━━━ Stored records
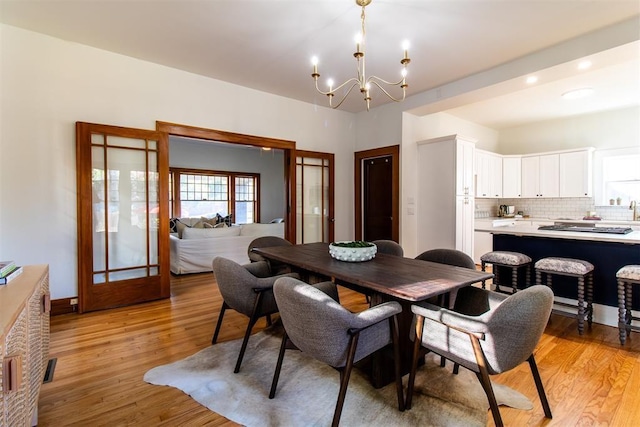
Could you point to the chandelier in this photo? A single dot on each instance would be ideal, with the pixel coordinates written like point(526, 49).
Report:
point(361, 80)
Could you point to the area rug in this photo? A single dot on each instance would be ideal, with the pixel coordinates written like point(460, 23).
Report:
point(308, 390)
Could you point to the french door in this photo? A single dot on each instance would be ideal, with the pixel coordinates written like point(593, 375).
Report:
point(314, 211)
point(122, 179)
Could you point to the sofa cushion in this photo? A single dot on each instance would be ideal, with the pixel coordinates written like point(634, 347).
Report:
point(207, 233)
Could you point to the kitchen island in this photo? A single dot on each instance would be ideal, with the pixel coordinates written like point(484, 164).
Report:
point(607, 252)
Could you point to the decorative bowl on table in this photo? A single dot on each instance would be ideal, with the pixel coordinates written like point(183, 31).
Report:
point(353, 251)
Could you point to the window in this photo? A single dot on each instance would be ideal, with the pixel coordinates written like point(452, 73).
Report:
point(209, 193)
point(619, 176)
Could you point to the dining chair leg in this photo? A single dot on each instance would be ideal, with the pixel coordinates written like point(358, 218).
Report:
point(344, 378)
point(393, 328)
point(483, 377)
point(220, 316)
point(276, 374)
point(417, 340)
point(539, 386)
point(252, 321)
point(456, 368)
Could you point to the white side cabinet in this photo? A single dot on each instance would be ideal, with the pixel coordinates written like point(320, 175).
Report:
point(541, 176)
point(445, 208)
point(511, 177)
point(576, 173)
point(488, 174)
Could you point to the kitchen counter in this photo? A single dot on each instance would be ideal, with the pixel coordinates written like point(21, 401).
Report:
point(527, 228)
━━━━━━
_Written exercise_. Change every "pixel coordinates" in the lines above to "image coordinates" and write out all the lines again with nothing else altered. Leave the pictures out.

_Answer for this exercise_.
Could you point to the chandelier in this photo? A single dot on each instance would be ideal, with the image coordinates written like point(526, 49).
Report:
point(361, 80)
Could you point to the area rug in this photo? A single dot on each instance would be ideal, with the image coordinates written like point(460, 23).
Report:
point(308, 390)
Could you point to the french door in this photo? A single dot on each instance would be ideal, with the image coordinates written like point(593, 375).
Report:
point(314, 211)
point(122, 179)
Could you point to the sofa cushion in this photo? A single dot on each instance would be ideal, with the image coordinates written like point(634, 347).
Report:
point(207, 233)
Could you point to the kitchen island in this photo? A single dot on each instance would be ideal, with the image coordinates written like point(484, 164).
Report:
point(607, 252)
Could you point to the decorative bowl on table in this photo? A single dot on each instance would be ideal, with the image coordinates written like point(183, 31).
Report:
point(353, 251)
Could you point to the window in this photo? A single dot on each instance would be ideal, with the image coordinates written like point(452, 73).
Report:
point(209, 193)
point(619, 176)
Could you point to the dining chair leg in this photo? A single dot on each instance would be ideal, with the image coordinates written like point(358, 218).
Report:
point(344, 378)
point(393, 328)
point(483, 377)
point(220, 316)
point(276, 374)
point(417, 340)
point(539, 386)
point(252, 321)
point(456, 368)
Could you point to the white side cabinet in this photo? A single dot on each instance would be ideal, with the image coordinates written like point(320, 175).
Report:
point(541, 176)
point(445, 208)
point(511, 177)
point(576, 173)
point(488, 174)
Could you point to the kitchen counter in this photo? A single dot on each instance would be ideal, with the image coordinates written like point(21, 401).
Report:
point(527, 228)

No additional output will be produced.